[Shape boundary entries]
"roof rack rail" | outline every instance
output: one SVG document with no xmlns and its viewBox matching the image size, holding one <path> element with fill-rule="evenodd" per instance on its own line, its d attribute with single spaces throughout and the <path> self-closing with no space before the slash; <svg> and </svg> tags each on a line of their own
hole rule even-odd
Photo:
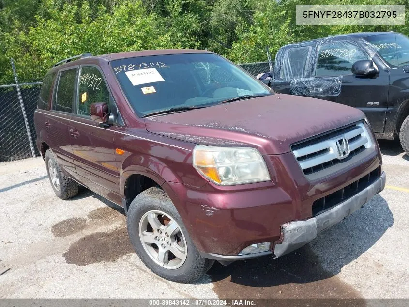
<svg viewBox="0 0 409 307">
<path fill-rule="evenodd" d="M 92 55 L 89 52 L 87 52 L 86 53 L 83 53 L 82 54 L 78 54 L 78 55 L 74 55 L 74 56 L 70 57 L 69 58 L 67 58 L 63 60 L 62 61 L 60 61 L 59 62 L 56 63 L 54 64 L 54 66 L 56 67 L 60 65 L 61 64 L 64 64 L 64 63 L 67 63 L 69 62 L 71 62 L 72 60 L 74 60 L 74 59 L 76 58 L 86 58 L 89 56 L 92 56 Z"/>
</svg>

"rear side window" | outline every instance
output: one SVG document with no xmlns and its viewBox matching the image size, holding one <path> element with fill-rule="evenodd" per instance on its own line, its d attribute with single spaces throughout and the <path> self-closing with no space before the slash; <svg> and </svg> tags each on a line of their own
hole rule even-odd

WORK INSTRUCTIONS: Convert the lines of the entries above into a numbered list that skips blank lines, and leave the pictures out of your answer.

PROBLEM SOLUTION:
1. "roof rack rail" | outline every instance
2. output: one SVG document with no xmlns and its viewBox matching the image size, holding one <path> element with fill-rule="evenodd" per instance on its own line, its d attribute with single spaces throughout and the <path> self-closing with no space before the slash; <svg> and </svg> tags each on a line of their own
3. hole rule even-odd
4. Photo:
5. <svg viewBox="0 0 409 307">
6. <path fill-rule="evenodd" d="M 92 55 L 89 52 L 87 52 L 86 53 L 83 53 L 82 54 L 78 54 L 78 55 L 74 55 L 74 56 L 70 57 L 69 58 L 67 58 L 63 60 L 62 61 L 60 61 L 59 62 L 56 63 L 54 64 L 54 66 L 56 67 L 60 65 L 61 64 L 64 64 L 64 63 L 67 63 L 69 62 L 71 62 L 72 60 L 74 60 L 74 59 L 76 58 L 86 58 L 89 56 L 92 56 Z"/>
7. </svg>
8. "rear side window" | outline every instance
9. output: one SVG document with no xmlns and its viewBox matching the image size, holding one <path> element with fill-rule="evenodd" per instance on its own line, its d attribute with single spaces throughout and the <path> self-closing with no space before the slash; <svg> and </svg> tags each on a line of their own
10. hole rule even-odd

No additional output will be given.